• **Task to carry out**:
From the listing below, copy the part that opens with the line containing "[ detect ] hedge" and closes with the line containing "0,0 -> 534,271", both lines included. Offset every number in the answer coordinates by 86 and leave the request lines and their box format samples unchanged.

• **Raw records**:
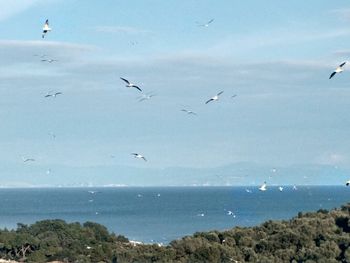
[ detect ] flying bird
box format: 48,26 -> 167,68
120,77 -> 142,91
205,91 -> 224,104
131,153 -> 147,162
22,157 -> 35,163
45,92 -> 63,98
181,109 -> 197,115
42,19 -> 51,38
259,182 -> 267,192
197,18 -> 214,27
329,61 -> 346,79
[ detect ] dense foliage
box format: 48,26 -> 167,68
0,204 -> 350,263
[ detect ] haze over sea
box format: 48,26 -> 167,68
0,186 -> 350,244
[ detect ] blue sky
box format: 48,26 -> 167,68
0,0 -> 350,186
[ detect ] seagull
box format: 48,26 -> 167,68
45,92 -> 63,98
227,210 -> 236,217
132,153 -> 147,162
329,61 -> 346,79
22,157 -> 35,163
42,19 -> 51,38
139,94 -> 155,102
120,77 -> 142,91
41,58 -> 58,63
181,109 -> 197,115
205,91 -> 224,104
197,18 -> 214,27
259,182 -> 267,192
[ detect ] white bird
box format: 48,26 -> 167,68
227,210 -> 236,217
22,157 -> 35,163
42,19 -> 51,38
45,92 -> 63,98
329,61 -> 346,79
205,91 -> 224,104
181,109 -> 197,115
120,77 -> 142,91
131,153 -> 147,162
259,182 -> 267,192
197,18 -> 214,27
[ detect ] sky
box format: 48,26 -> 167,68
0,0 -> 350,187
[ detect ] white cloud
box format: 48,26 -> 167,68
0,0 -> 43,21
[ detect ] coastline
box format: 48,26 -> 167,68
0,203 -> 350,263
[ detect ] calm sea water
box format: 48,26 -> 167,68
0,186 -> 350,243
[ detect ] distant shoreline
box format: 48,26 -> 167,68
0,184 -> 346,190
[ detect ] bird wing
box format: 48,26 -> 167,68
132,85 -> 142,91
329,71 -> 337,79
205,98 -> 214,104
120,78 -> 130,84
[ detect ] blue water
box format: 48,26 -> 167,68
0,186 -> 350,243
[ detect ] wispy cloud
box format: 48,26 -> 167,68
93,26 -> 152,35
0,0 -> 46,21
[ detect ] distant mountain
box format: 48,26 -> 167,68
0,162 -> 350,187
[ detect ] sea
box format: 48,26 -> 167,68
0,186 -> 350,244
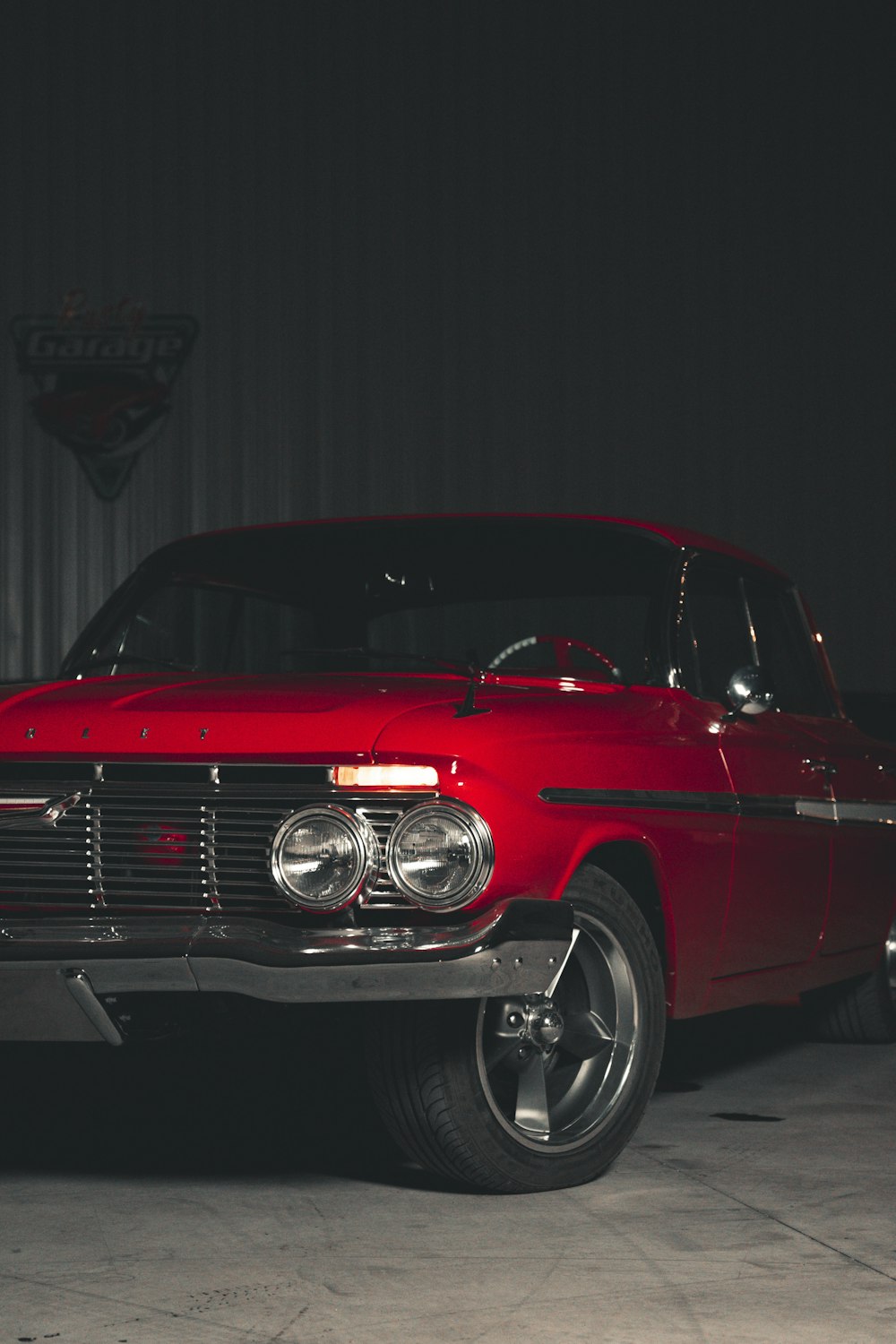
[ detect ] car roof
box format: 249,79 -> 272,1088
143,513 -> 788,578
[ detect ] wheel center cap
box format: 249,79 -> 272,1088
527,1004 -> 563,1050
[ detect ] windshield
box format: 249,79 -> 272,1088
63,519 -> 672,683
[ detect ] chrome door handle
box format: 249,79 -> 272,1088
804,757 -> 837,776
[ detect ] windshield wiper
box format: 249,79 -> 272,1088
278,644 -> 492,719
65,653 -> 199,676
283,644 -> 479,676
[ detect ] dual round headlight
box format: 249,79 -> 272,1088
271,803 -> 495,910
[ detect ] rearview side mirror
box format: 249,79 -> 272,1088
726,666 -> 775,719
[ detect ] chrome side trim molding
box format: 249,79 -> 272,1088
538,789 -> 896,827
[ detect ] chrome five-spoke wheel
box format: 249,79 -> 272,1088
368,868 -> 665,1193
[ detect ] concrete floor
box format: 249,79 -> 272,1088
0,1010 -> 896,1344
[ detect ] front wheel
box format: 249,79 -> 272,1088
366,868 -> 665,1193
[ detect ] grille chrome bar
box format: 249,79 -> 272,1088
0,785 -> 430,914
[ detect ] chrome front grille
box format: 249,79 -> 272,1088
0,784 -> 425,913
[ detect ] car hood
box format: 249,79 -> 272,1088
0,675 -> 483,765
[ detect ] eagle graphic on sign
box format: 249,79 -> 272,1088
9,290 -> 199,500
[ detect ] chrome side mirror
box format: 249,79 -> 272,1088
726,666 -> 775,719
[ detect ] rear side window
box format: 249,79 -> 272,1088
678,556 -> 755,704
678,554 -> 834,717
745,575 -> 834,718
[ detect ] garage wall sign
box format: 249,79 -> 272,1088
9,289 -> 199,500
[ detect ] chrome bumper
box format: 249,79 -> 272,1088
0,900 -> 573,1045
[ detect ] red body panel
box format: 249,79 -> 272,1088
0,524 -> 896,1016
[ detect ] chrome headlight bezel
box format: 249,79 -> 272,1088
270,803 -> 380,913
385,798 -> 495,911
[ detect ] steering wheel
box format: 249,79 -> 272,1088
489,634 -> 622,682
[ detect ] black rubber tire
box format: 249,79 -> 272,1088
366,867 -> 665,1193
802,921 -> 896,1046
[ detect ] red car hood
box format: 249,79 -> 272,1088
0,675 -> 475,765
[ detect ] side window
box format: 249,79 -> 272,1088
678,556 -> 756,704
745,574 -> 833,718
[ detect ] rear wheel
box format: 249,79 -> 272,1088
802,919 -> 896,1045
368,868 -> 665,1193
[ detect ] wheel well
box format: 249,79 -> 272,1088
586,840 -> 669,969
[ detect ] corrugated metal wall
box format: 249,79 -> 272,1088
0,0 -> 896,688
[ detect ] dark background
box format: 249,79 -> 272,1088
0,0 -> 896,690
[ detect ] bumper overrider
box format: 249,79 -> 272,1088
0,900 -> 573,1045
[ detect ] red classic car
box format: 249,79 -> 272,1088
0,518 -> 896,1191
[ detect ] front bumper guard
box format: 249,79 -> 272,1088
0,900 -> 573,1045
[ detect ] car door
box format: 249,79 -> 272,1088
813,719 -> 896,957
678,553 -> 831,978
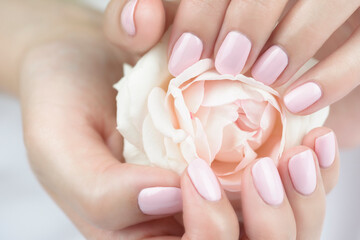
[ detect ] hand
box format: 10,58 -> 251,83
146,125 -> 339,240
20,31 -> 187,239
105,0 -> 360,114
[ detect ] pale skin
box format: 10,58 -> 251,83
106,0 -> 360,129
0,0 -> 350,240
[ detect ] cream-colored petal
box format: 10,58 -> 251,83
148,88 -> 186,143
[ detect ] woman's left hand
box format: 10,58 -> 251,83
105,0 -> 360,115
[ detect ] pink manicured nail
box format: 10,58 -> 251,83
121,0 -> 137,36
215,31 -> 251,75
169,33 -> 203,76
251,45 -> 288,85
187,159 -> 221,201
252,157 -> 284,206
138,187 -> 182,215
315,132 -> 336,168
289,150 -> 316,195
284,82 -> 322,113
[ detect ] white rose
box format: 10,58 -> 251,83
115,36 -> 329,192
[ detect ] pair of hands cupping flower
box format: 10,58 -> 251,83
21,1 -> 360,239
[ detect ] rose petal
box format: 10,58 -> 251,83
201,80 -> 261,107
284,107 -> 330,149
183,82 -> 204,113
116,77 -> 143,149
180,136 -> 199,163
169,87 -> 194,136
204,104 -> 238,159
169,59 -> 214,90
194,118 -> 211,164
164,137 -> 187,175
142,116 -> 169,169
123,139 -> 149,165
148,88 -> 186,143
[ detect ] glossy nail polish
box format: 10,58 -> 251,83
169,33 -> 203,76
138,187 -> 182,215
121,0 -> 137,36
288,150 -> 316,195
252,157 -> 284,206
215,31 -> 251,75
315,132 -> 336,168
251,45 -> 288,85
284,82 -> 322,113
187,159 -> 221,202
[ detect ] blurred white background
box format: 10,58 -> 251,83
0,0 -> 360,240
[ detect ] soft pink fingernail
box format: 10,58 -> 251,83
251,45 -> 288,85
121,0 -> 137,36
215,31 -> 251,75
284,82 -> 322,113
289,150 -> 316,195
252,157 -> 284,206
169,33 -> 203,76
315,132 -> 336,168
187,159 -> 221,201
138,187 -> 182,215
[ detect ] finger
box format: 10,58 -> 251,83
241,158 -> 296,240
278,146 -> 325,240
215,0 -> 287,75
104,0 -> 177,55
181,159 -> 239,240
284,28 -> 360,114
55,193 -> 184,240
303,127 -> 340,193
169,0 -> 229,76
252,0 -> 359,86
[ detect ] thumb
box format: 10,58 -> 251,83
104,0 -> 178,55
181,159 -> 239,240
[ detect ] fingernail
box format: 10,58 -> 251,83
315,132 -> 336,168
252,157 -> 284,206
138,187 -> 182,215
284,82 -> 322,113
215,31 -> 251,75
169,33 -> 203,76
121,0 -> 137,36
289,150 -> 316,195
187,159 -> 221,202
251,45 -> 288,85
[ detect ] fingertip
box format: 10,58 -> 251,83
303,127 -> 340,193
104,0 -> 166,54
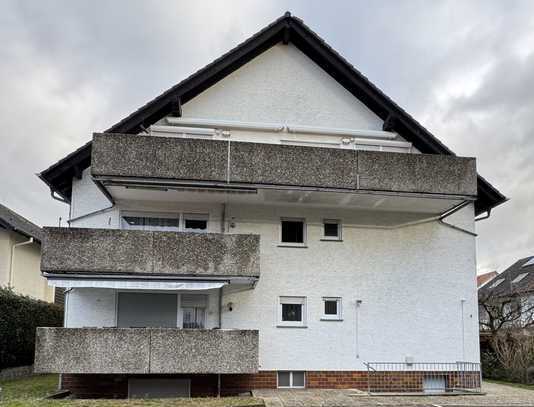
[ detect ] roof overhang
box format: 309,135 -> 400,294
39,13 -> 507,214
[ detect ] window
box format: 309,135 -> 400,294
512,273 -> 528,283
122,214 -> 180,232
121,212 -> 208,233
321,297 -> 341,321
278,297 -> 306,327
184,214 -> 208,232
181,294 -> 208,329
323,219 -> 341,240
280,219 -> 306,245
489,278 -> 504,288
278,372 -> 306,388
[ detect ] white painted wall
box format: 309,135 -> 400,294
182,44 -> 382,130
64,288 -> 219,329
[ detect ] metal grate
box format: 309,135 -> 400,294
365,362 -> 482,394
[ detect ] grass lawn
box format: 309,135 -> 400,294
0,375 -> 263,407
484,379 -> 534,390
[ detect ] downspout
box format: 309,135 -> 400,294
8,237 -> 33,287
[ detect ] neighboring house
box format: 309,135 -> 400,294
478,256 -> 534,333
35,14 -> 505,397
0,204 -> 54,302
477,271 -> 498,288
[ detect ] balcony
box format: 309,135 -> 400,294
41,228 -> 260,277
91,134 -> 477,197
35,328 -> 258,374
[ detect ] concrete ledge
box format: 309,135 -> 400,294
91,134 -> 477,197
41,227 -> 260,277
35,328 -> 258,374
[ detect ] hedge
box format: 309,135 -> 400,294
0,287 -> 63,370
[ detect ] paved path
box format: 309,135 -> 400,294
254,383 -> 534,407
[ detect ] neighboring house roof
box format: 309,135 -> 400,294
0,204 -> 43,242
39,13 -> 506,214
478,256 -> 534,297
477,271 -> 499,288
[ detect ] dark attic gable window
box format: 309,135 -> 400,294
282,219 -> 304,243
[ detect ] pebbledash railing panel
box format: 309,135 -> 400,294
366,362 -> 482,394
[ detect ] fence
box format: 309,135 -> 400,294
366,362 -> 482,394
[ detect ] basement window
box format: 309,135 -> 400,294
278,371 -> 306,389
278,297 -> 306,328
321,297 -> 341,321
280,218 -> 306,246
322,219 -> 341,240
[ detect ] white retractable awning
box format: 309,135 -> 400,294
48,278 -> 228,291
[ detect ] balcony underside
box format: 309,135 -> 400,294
35,328 -> 258,374
41,228 -> 260,278
91,134 -> 477,198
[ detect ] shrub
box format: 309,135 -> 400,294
0,287 -> 63,370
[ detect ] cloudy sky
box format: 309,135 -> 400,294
0,0 -> 534,271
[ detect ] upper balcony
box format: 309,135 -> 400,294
91,134 -> 477,198
41,227 -> 260,277
35,328 -> 258,374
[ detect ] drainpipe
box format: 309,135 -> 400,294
8,237 -> 33,287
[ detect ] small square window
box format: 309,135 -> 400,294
278,297 -> 306,327
278,372 -> 306,389
321,297 -> 341,321
280,219 -> 306,245
184,214 -> 208,232
323,219 -> 341,240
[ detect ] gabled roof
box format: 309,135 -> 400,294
0,204 -> 43,242
478,256 -> 534,297
39,13 -> 506,214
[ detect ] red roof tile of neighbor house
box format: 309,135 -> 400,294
477,271 -> 498,287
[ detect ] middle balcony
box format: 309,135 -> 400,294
41,228 -> 260,278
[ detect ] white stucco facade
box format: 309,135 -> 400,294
60,39 -> 479,370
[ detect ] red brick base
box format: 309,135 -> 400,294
61,371 -> 480,398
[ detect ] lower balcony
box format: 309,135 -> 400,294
35,328 -> 258,374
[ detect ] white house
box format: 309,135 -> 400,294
35,14 -> 505,397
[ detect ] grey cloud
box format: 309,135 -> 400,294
0,0 -> 534,270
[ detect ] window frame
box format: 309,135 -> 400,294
276,370 -> 306,389
321,297 -> 343,321
119,210 -> 210,233
278,217 -> 308,247
276,295 -> 308,328
321,219 -> 343,242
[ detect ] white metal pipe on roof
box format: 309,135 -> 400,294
166,117 -> 284,132
150,126 -> 217,136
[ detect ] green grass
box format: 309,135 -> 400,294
0,375 -> 263,407
484,379 -> 534,390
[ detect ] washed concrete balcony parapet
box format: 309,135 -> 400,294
41,227 -> 260,277
34,328 -> 258,374
91,134 -> 477,196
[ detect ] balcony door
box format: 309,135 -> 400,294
117,292 -> 178,328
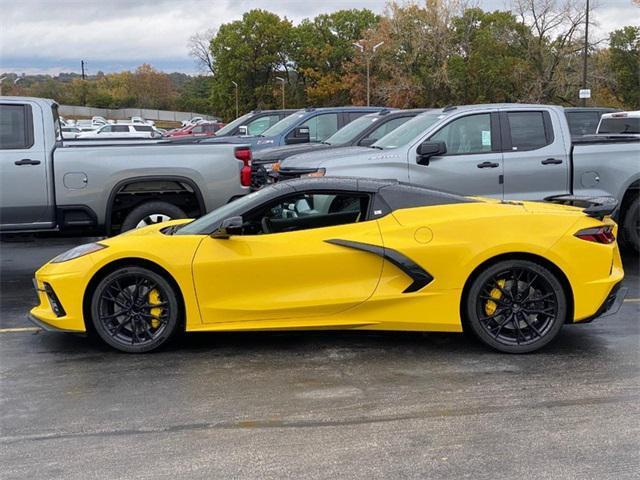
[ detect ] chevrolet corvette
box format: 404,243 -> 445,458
30,177 -> 625,353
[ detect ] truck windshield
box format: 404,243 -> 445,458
216,113 -> 253,137
598,117 -> 640,134
372,113 -> 443,150
324,114 -> 380,145
262,110 -> 304,137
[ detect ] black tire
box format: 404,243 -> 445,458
120,200 -> 187,232
91,266 -> 180,353
463,260 -> 568,353
621,195 -> 640,253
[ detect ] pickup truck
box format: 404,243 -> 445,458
277,104 -> 640,250
0,97 -> 251,234
201,107 -> 382,151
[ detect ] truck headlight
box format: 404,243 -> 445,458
51,243 -> 107,263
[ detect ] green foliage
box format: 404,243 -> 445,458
609,26 -> 640,109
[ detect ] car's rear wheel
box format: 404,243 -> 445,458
465,260 -> 567,353
91,266 -> 179,353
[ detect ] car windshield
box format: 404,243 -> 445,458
176,189 -> 270,235
598,117 -> 640,134
372,113 -> 443,150
262,110 -> 304,137
216,113 -> 253,137
324,114 -> 380,145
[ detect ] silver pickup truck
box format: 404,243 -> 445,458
276,104 -> 640,250
0,97 -> 251,234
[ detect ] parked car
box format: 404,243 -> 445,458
203,107 -> 383,151
168,121 -> 224,137
216,110 -> 296,137
564,107 -> 618,137
30,178 -> 626,353
77,123 -> 162,139
279,104 -> 640,250
61,124 -> 82,139
596,110 -> 640,136
0,97 -> 251,234
252,108 -> 425,188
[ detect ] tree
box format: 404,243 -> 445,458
609,26 -> 640,110
211,10 -> 292,119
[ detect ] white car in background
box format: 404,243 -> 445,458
596,110 -> 640,137
77,123 -> 162,139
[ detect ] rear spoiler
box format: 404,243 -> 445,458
544,195 -> 618,220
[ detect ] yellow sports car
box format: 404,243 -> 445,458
31,178 -> 624,353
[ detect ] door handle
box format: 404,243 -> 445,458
540,158 -> 562,165
14,158 -> 40,165
478,162 -> 500,168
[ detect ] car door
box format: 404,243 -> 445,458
408,112 -> 503,198
500,109 -> 571,200
0,103 -> 53,230
193,192 -> 382,326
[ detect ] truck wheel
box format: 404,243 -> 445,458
622,196 -> 640,252
120,201 -> 187,232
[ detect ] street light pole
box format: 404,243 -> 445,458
276,77 -> 286,110
231,80 -> 240,118
353,42 -> 384,107
582,0 -> 589,107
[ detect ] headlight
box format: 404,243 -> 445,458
51,243 -> 107,263
300,168 -> 327,177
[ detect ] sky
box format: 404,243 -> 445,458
0,0 -> 640,75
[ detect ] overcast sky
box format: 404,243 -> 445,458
0,0 -> 640,74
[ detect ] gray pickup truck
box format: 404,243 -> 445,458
278,104 -> 640,250
0,97 -> 251,234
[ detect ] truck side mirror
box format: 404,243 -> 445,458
416,140 -> 447,165
211,215 -> 244,239
286,127 -> 311,145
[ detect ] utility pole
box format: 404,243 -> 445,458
353,40 -> 384,107
276,77 -> 286,110
582,0 -> 589,107
231,80 -> 240,118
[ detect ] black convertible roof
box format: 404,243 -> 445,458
274,177 -> 475,211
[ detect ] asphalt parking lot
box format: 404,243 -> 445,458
0,239 -> 640,480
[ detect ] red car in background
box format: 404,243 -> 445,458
167,122 -> 225,137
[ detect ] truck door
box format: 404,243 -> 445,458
408,112 -> 502,199
500,109 -> 571,200
0,102 -> 57,231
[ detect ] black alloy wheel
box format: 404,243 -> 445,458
466,260 -> 567,353
91,267 -> 179,353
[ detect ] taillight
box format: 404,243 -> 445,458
575,225 -> 616,243
235,147 -> 251,187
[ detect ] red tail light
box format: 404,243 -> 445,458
576,225 -> 616,243
235,147 -> 251,187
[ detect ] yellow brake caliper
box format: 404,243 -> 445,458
484,280 -> 507,315
149,288 -> 162,328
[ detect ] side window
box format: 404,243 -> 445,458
0,105 -> 33,150
301,113 -> 338,142
360,117 -> 412,143
243,193 -> 369,235
247,115 -> 280,135
429,113 -> 493,155
507,112 -> 553,152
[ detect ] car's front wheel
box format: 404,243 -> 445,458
464,260 -> 568,353
91,266 -> 179,353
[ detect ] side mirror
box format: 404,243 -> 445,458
286,127 -> 311,145
416,140 -> 447,165
211,215 -> 243,239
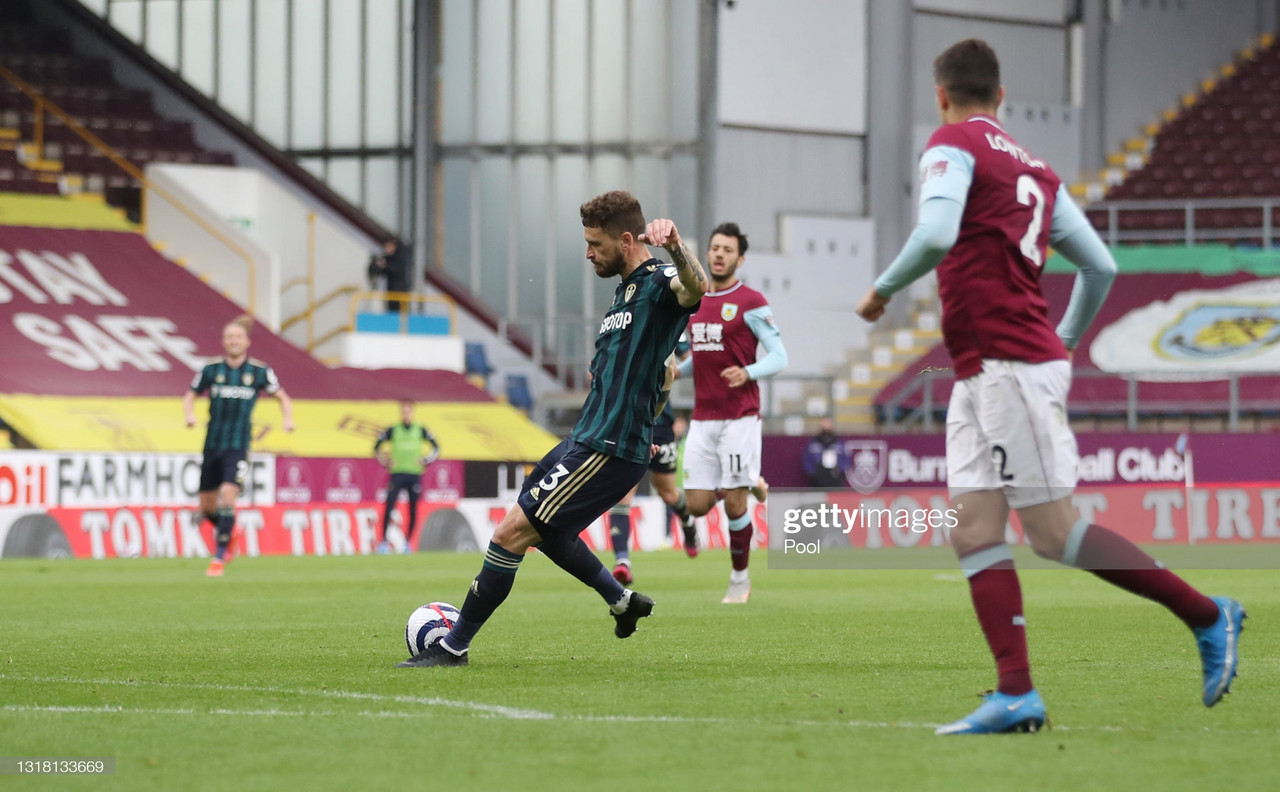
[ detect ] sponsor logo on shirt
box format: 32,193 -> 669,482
209,379 -> 257,399
689,321 -> 737,352
920,160 -> 947,184
596,311 -> 635,335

• **The output**:
[ detect ] hedge
box format: 309,135 -> 400,294
86,373 -> 149,456
[ detect ] paved path
box format: 309,135 -> 400,294
340,469 -> 620,493
[ detect ] neighboring house roof
box format: 309,135 -> 400,294
86,290 -> 129,328
125,99 -> 592,300
564,342 -> 620,383
563,357 -> 585,374
[ detect ] dark attic gable window
box format: 309,135 -> 400,294
368,305 -> 390,329
[ detect ] pebbledash railing panel
box format: 309,135 -> 400,294
452,448 -> 568,480
[ detect ] fence
box format: 309,135 -> 400,294
452,448 -> 568,480
[ detect ] basement window
box format: 309,135 -> 400,294
364,457 -> 392,475
364,383 -> 392,414
407,383 -> 427,407
366,304 -> 392,332
408,305 -> 427,326
[ detect ] white retractable awning
box format: 309,135 -> 400,294
134,364 -> 314,377
[ detect ] balcony underside
box format: 309,135 -> 400,294
121,414 -> 344,460
127,314 -> 346,364
177,220 -> 563,284
[ detect ] shrub
box format: 309,135 -> 400,294
86,373 -> 149,456
[ detect ] cloudy sky
box format: 309,135 -> 400,294
86,86 -> 620,357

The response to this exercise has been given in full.